Set of tasks:
a: From the demand-flexibility excerpt, list the name of each customer tier that Keentel Engineering defined.
b: Write out every line of the records as a numbered list, skipping blank lines.

--- Excerpt to read ---

Phase 2: Customer Segmentation and Tiered Program Design
Keentel Engineering segmented the district's industrial customer base by flexibility profile — availability window, response speed, minimum curtailment duration, and seasonal availability. Four tiers were defined:
- Tier 1 — Full winter interruptibility: Customers able to reduce load by 50% or more on 2-hour notice, available October through March. Highest compensation rate.
- Tier 2 — Partial winter interruptibility: Customers able to reduce non-essential loads (HVAC set-point adjustment, non-critical process loads) by 15–30%, available during identified high-risk weather windows.
- Tier 3 — Data center demand shifting: Data center customers enrolled in managed UPS and cooling pre-cooling protocols, providing 10–20% load reduction capability with 4-hour lead time.
- Tier 4 — EV fleet managed charging: Fleet operators enrolled in overnight charging management protocols, providing demand reduction through charging deferral during evening stress hours.
Phase 3: Protocol Development and Activation Framework
Keentel Engineering developed activation protocols linked to the district's reliability coordinator's weather-conditional LOLE monitoring system. Tier 1 activations are triggered when 48-hour loss-of-load probability exceeds a defined threshold. Tier 2 and below activations are triggered on a staggered basis based on event severity and duration projections. Post-event settlement protocols were developed to handle partial curtailment verification across the tiered customer base.
Results
| Program Scope | Approximately 340 MW of enrolled demand-side flexibility across all tiers |
|---|---|
| Customer Participation | Tier 1: 18 industrial customers (42 MW), Tier 2: 67 customers (148 MW), Tier 3: 12 data centers (89 MW), Tier 4: 8 EV fleet operators (61 MW) |
| Reliability Contribution | Modeled reduction in expected unserved energy during winter stress events of 38% |
| LOLE Impact | Marginal improvement in annual LOLE (0.06 hours), consistent with research findings that DSF reduces depth more than frequency |
| Program Cost | 22% lower cost per MWh of reliability value compared to prior peak-summer program structure |
| Customer Satisfaction | Tiered structure enabled 4x more customers to participate vs. prior all-or-nothing curtailment program |
Outcome
The redesigned program launched ahead of the winter heating season. During its first winter, a three-day low-wind event triggered Tier 1 and Tier 2 activations. Enrolled customers delivered 87% of their contracted curtailment — above the 80% performance threshold in the program contracts. The district's reliability coordinator reported that the activation meaningfully reduced the severity of the supply shortfall during the event's peak hours.

--- Available data ---

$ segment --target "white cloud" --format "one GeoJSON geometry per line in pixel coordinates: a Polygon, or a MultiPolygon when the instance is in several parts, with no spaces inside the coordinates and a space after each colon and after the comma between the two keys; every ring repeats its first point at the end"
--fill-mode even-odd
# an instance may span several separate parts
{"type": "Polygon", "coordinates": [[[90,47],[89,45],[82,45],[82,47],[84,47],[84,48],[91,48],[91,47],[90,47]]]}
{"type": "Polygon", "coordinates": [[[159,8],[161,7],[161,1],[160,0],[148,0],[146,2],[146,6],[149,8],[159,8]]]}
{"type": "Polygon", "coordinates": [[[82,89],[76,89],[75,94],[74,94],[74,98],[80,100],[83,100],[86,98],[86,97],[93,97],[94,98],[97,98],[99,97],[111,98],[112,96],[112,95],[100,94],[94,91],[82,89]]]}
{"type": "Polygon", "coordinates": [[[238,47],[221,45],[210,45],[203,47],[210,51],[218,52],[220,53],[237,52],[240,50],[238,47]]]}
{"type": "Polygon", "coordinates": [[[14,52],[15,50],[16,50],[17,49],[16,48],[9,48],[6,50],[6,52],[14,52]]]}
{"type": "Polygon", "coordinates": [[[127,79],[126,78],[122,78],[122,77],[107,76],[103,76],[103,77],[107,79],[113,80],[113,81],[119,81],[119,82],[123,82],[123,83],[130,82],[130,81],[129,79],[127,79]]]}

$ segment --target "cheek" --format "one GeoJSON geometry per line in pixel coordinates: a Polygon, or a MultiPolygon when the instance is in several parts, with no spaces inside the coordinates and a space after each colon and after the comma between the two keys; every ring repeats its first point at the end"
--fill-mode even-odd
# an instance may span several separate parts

---

Answers to the exercise:
a:
- Tier 1: Full winter interruptibility
- Tier 2: Partial winter interruptibility
- Tier 3: Data center demand shifting
- Tier 4: EV fleet managed charging

b:
1. $ segment --target "white cloud" --format "one GeoJSON geometry per line in pixel coordinates: a Polygon, or a MultiPolygon when the instance is in several parts, with no spaces inside the coordinates and a space after each colon and after the comma between the two keys; every ring repeats its first point at the end"
2. --fill-mode even-odd
3. # an instance may span several separate parts
4. {"type": "Polygon", "coordinates": [[[90,47],[89,45],[82,45],[82,47],[84,47],[84,48],[91,48],[91,47],[90,47]]]}
5. {"type": "Polygon", "coordinates": [[[159,8],[161,7],[161,1],[160,0],[148,0],[146,2],[146,6],[149,8],[159,8]]]}
6. {"type": "Polygon", "coordinates": [[[82,89],[76,89],[75,94],[74,94],[74,98],[80,100],[83,100],[86,98],[86,97],[93,97],[94,98],[97,98],[99,97],[111,98],[112,96],[112,95],[100,94],[94,91],[82,89]]]}
7. {"type": "Polygon", "coordinates": [[[238,47],[221,45],[210,45],[203,47],[210,51],[218,52],[220,53],[237,52],[240,50],[238,47]]]}
8. {"type": "Polygon", "coordinates": [[[14,52],[15,50],[16,50],[17,49],[16,48],[9,48],[6,50],[6,52],[14,52]]]}
9. {"type": "Polygon", "coordinates": [[[127,79],[126,78],[122,78],[122,77],[107,76],[103,76],[103,77],[107,79],[113,80],[113,81],[119,81],[119,82],[123,82],[123,83],[130,82],[130,81],[129,79],[127,79]]]}
10. $ segment --target "cheek" --format "one GeoJSON geometry per line in pixel coordinates: a Polygon, or a MultiPolygon when the instance is in several parts, with no spaces inside the coordinates and a space after each colon and after the comma between the two keys; every ring repeats its first point at the end"
11. --fill-mode even-odd
12. # an instance may span several separate parts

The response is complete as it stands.